**Quoted passage**
------------------------------------------------------------------------

There are many different rigorous definitions of infinitesimals. Many don't require creating* any new sets, though many do require intuitionist logic[2]. My favorite are nilpotent infinitesimals which give rise to synthetic differential geometry[3] and dual numbers[4]. Compared to hyperreal infinitesimals, nilpotent infinitesimals are much easier to construct.
Here[5] is a gentle introduction to nilpotent infinitesimals and intuitionist logic, and here[6] is a very good book on synthetic differential geometry.
* I didn't say construct, because that means something very specific in mathematics[1] and non-standard analysis is not traditionally constructive.
Baez's google+ posts are always super interesting, informative and full of references for further reading. The comment threads are generally also very interesting and active. Highly recommend following him.

------------------------------------------------------------------------

**Given task 1**
Write out the post on infinitesimals from "Here[5] is a" to "not traditionally constructive." word for word.
The entries have no connection to the post on infinitesimals.

------------------------------------------------------------------------

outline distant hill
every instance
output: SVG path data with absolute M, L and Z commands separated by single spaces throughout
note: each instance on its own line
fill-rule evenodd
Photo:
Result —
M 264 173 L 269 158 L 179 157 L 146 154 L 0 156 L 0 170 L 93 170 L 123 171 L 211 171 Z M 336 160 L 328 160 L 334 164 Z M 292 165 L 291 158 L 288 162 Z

------------------------------------------------------------------------

**Given task 2**
Give the lines of every entry again, unchanged.

**Exercise solution 1**
Here[5] is a gentle introduction to nilpotent infinitesimals and intuitionist logic, and here[6] is a very good book on synthetic differential geometry.
* I didn't say construct, because that means something very specific in mathematics[1] and non-standard analysis is not traditionally constructive.

**Exercise solution 2**
outline distant hill
every instance
output: SVG path data with absolute M, L and Z commands separated by single spaces throughout
note: each instance on its own line
fill-rule evenodd
Photo:
Result —
M 264 173 L 269 158 L 179 157 L 146 154 L 0 156 L 0 170 L 93 170 L 123 171 L 211 171 Z M 336 160 L 328 160 L 334 164 Z M 292 165 L 291 158 L 288 162 Z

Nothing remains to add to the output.